Input data:
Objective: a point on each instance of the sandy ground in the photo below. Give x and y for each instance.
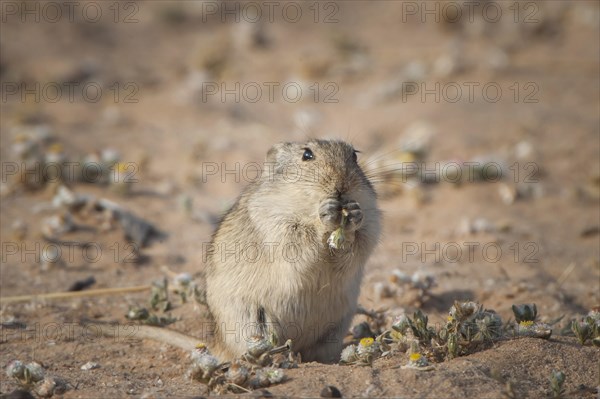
(177, 89)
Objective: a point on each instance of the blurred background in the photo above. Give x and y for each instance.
(171, 95)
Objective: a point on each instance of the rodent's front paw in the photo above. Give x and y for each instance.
(330, 213)
(355, 215)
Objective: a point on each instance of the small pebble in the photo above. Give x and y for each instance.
(90, 366)
(330, 392)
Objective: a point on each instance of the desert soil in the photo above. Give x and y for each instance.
(528, 84)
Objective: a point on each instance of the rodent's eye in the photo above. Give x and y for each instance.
(308, 155)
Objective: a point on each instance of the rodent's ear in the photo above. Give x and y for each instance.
(275, 155)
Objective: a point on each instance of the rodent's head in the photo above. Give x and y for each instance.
(329, 166)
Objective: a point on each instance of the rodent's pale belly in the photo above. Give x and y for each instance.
(310, 314)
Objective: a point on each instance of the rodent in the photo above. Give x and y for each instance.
(270, 269)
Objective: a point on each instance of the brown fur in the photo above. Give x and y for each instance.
(270, 269)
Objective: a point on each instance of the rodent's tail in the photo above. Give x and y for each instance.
(136, 332)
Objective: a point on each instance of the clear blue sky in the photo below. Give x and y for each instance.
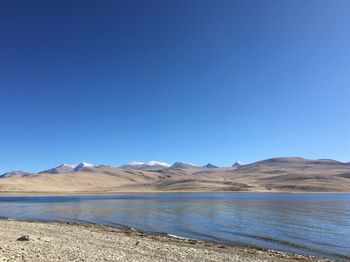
(110, 82)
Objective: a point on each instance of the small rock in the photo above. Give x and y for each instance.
(23, 238)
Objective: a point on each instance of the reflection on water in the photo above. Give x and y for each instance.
(311, 224)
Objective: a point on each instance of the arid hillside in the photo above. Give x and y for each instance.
(277, 174)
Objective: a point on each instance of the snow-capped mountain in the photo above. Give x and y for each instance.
(15, 173)
(209, 165)
(67, 168)
(237, 164)
(183, 165)
(62, 169)
(151, 165)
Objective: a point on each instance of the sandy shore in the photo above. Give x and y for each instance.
(72, 242)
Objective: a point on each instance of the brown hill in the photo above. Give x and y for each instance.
(277, 174)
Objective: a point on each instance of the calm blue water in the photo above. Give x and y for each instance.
(309, 224)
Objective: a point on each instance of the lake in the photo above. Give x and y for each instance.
(308, 224)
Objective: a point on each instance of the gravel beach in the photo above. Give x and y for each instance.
(75, 242)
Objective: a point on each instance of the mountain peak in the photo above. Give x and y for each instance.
(151, 165)
(182, 165)
(83, 165)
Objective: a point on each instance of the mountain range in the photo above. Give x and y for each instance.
(286, 174)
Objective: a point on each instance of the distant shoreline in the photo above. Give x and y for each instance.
(19, 193)
(53, 241)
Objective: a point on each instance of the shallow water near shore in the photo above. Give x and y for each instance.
(308, 224)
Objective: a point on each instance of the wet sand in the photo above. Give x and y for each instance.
(76, 242)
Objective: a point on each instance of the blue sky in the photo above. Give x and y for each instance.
(110, 82)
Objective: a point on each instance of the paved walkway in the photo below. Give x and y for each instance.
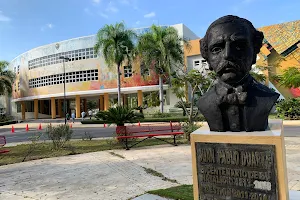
(101, 175)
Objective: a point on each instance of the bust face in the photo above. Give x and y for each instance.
(230, 51)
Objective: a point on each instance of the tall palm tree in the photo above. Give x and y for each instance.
(162, 48)
(116, 43)
(7, 78)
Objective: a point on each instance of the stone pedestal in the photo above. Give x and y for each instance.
(239, 165)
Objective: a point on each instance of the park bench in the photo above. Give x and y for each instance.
(151, 131)
(2, 143)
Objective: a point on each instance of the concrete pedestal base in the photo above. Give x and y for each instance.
(240, 164)
(294, 195)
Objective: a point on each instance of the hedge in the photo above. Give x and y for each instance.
(7, 123)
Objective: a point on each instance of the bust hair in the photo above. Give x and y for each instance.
(257, 36)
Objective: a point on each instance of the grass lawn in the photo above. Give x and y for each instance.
(44, 150)
(182, 192)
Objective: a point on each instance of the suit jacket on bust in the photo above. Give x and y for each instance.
(252, 115)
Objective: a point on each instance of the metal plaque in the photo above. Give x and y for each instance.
(236, 171)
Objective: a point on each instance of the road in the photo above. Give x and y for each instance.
(97, 132)
(22, 136)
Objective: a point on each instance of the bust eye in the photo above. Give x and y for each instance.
(216, 50)
(240, 46)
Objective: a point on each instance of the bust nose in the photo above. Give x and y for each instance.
(228, 51)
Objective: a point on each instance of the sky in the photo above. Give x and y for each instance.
(26, 24)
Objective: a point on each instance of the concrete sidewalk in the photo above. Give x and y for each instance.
(34, 125)
(101, 175)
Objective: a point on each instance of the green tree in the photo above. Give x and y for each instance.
(260, 77)
(7, 78)
(197, 81)
(116, 43)
(91, 104)
(161, 48)
(289, 78)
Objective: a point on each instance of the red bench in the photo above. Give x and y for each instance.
(151, 131)
(2, 143)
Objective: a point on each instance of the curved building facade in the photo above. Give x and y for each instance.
(39, 87)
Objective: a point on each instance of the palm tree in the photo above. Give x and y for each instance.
(116, 44)
(161, 48)
(7, 78)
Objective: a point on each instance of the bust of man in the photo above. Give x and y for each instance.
(236, 102)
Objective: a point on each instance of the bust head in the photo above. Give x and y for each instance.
(230, 46)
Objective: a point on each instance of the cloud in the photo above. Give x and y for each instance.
(124, 2)
(111, 8)
(103, 15)
(4, 18)
(248, 1)
(149, 15)
(96, 1)
(87, 11)
(47, 26)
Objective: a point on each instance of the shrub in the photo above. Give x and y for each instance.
(5, 118)
(289, 108)
(140, 115)
(188, 128)
(59, 135)
(181, 105)
(161, 115)
(118, 115)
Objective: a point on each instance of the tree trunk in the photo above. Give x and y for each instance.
(192, 107)
(119, 86)
(161, 94)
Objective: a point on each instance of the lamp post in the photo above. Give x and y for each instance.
(65, 109)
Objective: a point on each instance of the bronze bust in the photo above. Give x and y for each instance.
(236, 102)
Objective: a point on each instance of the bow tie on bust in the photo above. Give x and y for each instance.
(231, 95)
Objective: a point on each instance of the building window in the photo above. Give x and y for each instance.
(71, 77)
(80, 54)
(144, 70)
(127, 71)
(29, 105)
(18, 104)
(196, 63)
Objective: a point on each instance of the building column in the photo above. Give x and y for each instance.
(53, 108)
(59, 108)
(23, 109)
(77, 106)
(106, 101)
(101, 102)
(36, 108)
(140, 98)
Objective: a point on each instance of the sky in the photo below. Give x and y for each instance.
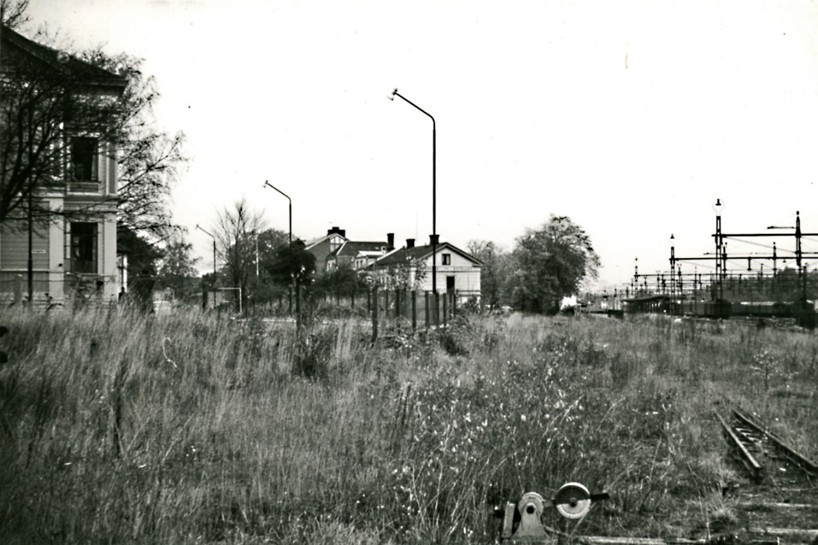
(630, 117)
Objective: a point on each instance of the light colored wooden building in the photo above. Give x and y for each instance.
(73, 242)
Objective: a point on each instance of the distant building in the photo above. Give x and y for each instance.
(322, 247)
(75, 246)
(458, 272)
(335, 250)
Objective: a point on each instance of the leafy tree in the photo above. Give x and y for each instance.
(177, 270)
(149, 160)
(549, 264)
(237, 231)
(13, 13)
(292, 262)
(343, 281)
(493, 272)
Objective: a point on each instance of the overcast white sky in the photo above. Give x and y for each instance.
(629, 117)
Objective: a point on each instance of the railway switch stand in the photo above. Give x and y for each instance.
(522, 521)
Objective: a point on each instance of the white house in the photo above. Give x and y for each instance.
(73, 245)
(458, 272)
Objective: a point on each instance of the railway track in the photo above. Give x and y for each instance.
(780, 500)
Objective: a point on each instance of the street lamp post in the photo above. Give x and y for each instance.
(394, 94)
(290, 209)
(268, 184)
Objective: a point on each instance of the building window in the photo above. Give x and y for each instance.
(84, 248)
(84, 153)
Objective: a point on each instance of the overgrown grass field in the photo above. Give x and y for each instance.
(117, 427)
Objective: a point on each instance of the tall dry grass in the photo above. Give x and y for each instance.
(194, 428)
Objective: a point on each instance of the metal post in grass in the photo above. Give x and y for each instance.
(374, 296)
(298, 308)
(414, 312)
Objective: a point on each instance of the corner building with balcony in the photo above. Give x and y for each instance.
(73, 232)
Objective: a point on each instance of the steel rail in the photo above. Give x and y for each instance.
(749, 461)
(795, 456)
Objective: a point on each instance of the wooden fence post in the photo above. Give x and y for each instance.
(374, 295)
(414, 311)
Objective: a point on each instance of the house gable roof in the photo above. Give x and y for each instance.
(319, 240)
(352, 247)
(84, 72)
(408, 255)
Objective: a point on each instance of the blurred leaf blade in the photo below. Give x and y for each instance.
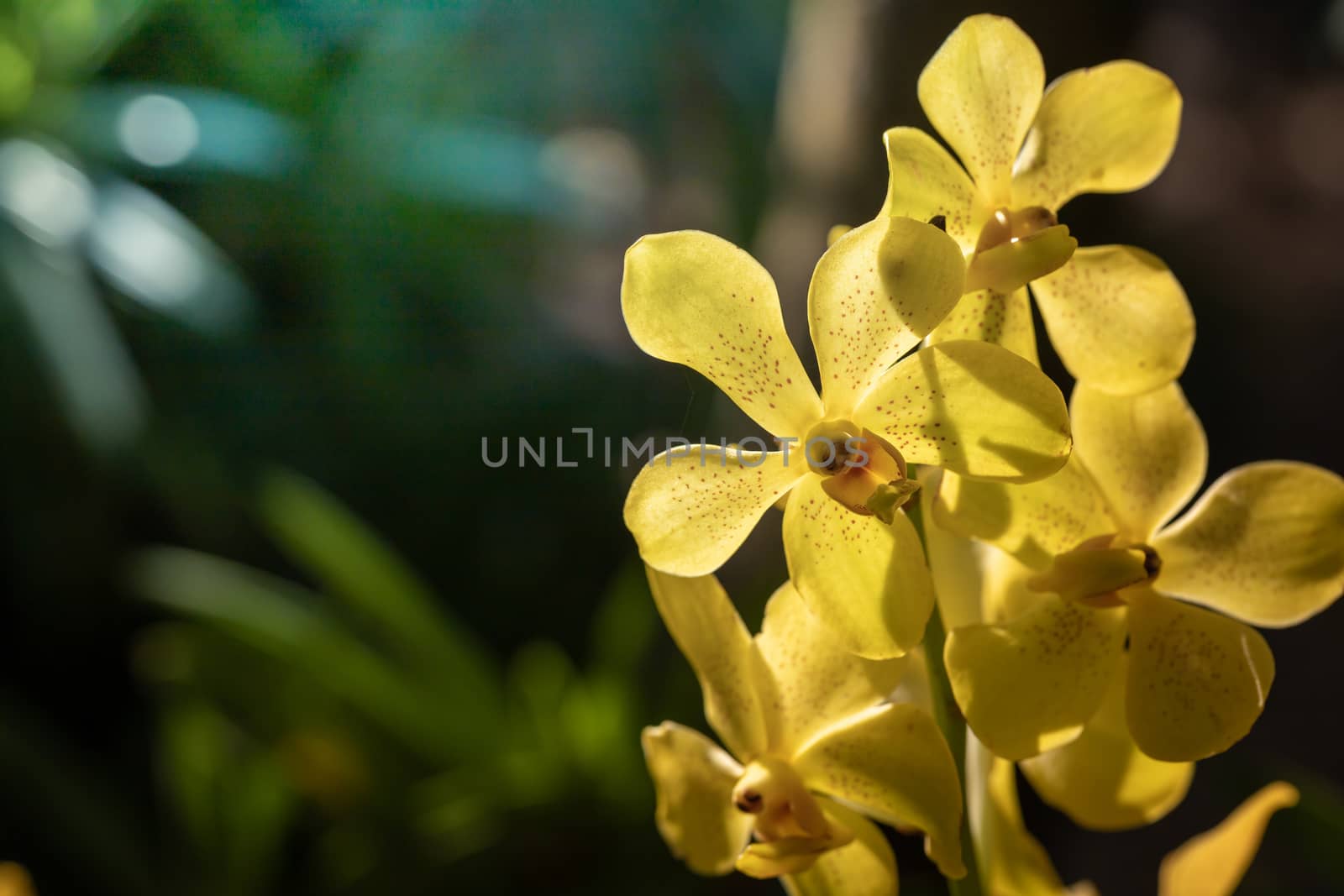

What to work on:
Repeat only the lines from the line with "Objective: a point on each instance of the house" to the end of the entries, including both the first and the last line, and drop every picture.

Answer to the problem:
Objective: a point on each instance of the house gable roof in the photo above. Give x and y for each instance.
(319, 240)
(352, 247)
(84, 72)
(408, 255)
Objective: a point on each instance of the blurred leaf blade in the photo below. Give x and y for each instance.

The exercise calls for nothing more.